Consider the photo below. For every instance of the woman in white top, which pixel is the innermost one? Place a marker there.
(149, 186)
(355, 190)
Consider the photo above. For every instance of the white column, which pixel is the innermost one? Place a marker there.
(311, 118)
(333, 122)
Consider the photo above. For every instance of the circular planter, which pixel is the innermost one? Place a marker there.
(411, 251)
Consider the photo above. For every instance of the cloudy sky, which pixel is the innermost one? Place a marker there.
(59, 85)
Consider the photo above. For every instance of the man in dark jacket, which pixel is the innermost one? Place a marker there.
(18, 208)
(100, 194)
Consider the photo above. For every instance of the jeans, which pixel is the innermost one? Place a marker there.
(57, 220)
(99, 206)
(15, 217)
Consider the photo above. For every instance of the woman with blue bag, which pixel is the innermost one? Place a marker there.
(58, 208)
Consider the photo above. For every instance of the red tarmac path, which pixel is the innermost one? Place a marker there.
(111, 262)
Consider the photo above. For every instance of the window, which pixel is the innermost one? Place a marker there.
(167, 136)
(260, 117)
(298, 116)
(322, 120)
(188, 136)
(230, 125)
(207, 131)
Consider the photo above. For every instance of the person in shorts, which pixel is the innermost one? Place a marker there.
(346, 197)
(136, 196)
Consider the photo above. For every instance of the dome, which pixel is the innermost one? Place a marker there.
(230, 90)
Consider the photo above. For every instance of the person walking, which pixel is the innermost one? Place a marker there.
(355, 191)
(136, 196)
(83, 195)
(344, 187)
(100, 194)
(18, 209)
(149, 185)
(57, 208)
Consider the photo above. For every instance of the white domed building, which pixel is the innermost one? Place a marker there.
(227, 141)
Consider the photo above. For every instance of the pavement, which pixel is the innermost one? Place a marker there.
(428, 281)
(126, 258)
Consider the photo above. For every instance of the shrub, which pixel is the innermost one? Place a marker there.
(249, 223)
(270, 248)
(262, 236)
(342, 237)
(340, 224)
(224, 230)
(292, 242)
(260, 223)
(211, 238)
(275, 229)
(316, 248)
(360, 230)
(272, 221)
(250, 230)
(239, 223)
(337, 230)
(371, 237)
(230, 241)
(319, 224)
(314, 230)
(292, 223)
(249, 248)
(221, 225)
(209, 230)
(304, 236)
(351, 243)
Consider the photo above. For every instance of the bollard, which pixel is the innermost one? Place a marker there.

■ **Task instructions**
Convert every line of the records above into a JSON list of strings, one string per line, leaving out any blank lines.

■ **Output of the task**
[
  "Consider the photo below. For every instance of the woman in white top, which pixel is the innermost one? Place a marker there.",
  "(149, 186)",
  "(355, 190)",
  "Consider the photo above. For every instance of the white column, which pixel is the innermost one? Place a marker there.",
  "(311, 118)",
  "(333, 122)",
  "Consider the photo above. For every instance of the circular planter, which pixel is the innermost one? Place a marker there.",
  "(411, 251)",
  "Consider the photo above. For every instance of the cloudy sky, which pixel is the innermost one? Place a marker there.",
  "(59, 85)",
  "Consider the photo above. For every instance of the man in dark jacket, which pixel is the innermost one? Place a marker there.",
  "(18, 208)",
  "(100, 194)",
  "Consider the photo above. For every instance of the jeans, which pixel is the innermost one? Place a marker there.",
  "(57, 220)",
  "(99, 206)",
  "(15, 217)",
  "Consider the photo above. For every instance of the woman with blue bag, which pixel is the innermost one? Place a marker there.",
  "(58, 208)",
  "Consider the photo above. For every instance of the red tarmac path, which pixel is the innermost one? Place a marker there.",
  "(111, 262)",
  "Consider the photo above. For every instance of the window, which pixel is the innermost one? Place a marker there.",
  "(167, 136)",
  "(260, 117)",
  "(298, 116)",
  "(322, 120)",
  "(188, 136)",
  "(230, 125)",
  "(207, 131)",
  "Consider the photo above. For every instance of the person in shorts, which pixel is the innermost one? Place a marker there.",
  "(346, 197)",
  "(136, 196)",
  "Consider the photo above. For every instance of the dome, which pixel is the innermost one? Place a marker there.",
  "(230, 90)",
  "Consider the photo above. For every instance of the person walking, which pixel is the innermost one? Place a marker there.",
  "(355, 191)",
  "(136, 196)",
  "(83, 195)",
  "(344, 187)",
  "(100, 194)",
  "(18, 209)",
  "(149, 185)",
  "(57, 208)",
  "Consider the photo above. For every instance of the white domed building, which pixel is the innermost one? Place a marker there.",
  "(227, 141)",
  "Consider the photo above. For every instance of the pavement, which pixel is the innermost one? Place a marker there.",
  "(428, 281)",
  "(126, 258)",
  "Consider the photo above. For every instance of the shrub, which pixel is the innermost one? Place a marker there.",
  "(249, 223)",
  "(270, 248)",
  "(262, 236)",
  "(342, 237)",
  "(340, 224)",
  "(224, 230)",
  "(292, 242)",
  "(260, 223)",
  "(211, 238)",
  "(275, 229)",
  "(316, 248)",
  "(360, 230)",
  "(272, 221)",
  "(250, 230)",
  "(239, 223)",
  "(337, 230)",
  "(371, 237)",
  "(230, 241)",
  "(319, 224)",
  "(314, 230)",
  "(292, 223)",
  "(249, 248)",
  "(221, 225)",
  "(209, 230)",
  "(304, 236)",
  "(351, 243)",
  "Consider the photo above. For every instance of the bollard, which pixel is the innermost one? Place a marker there."
]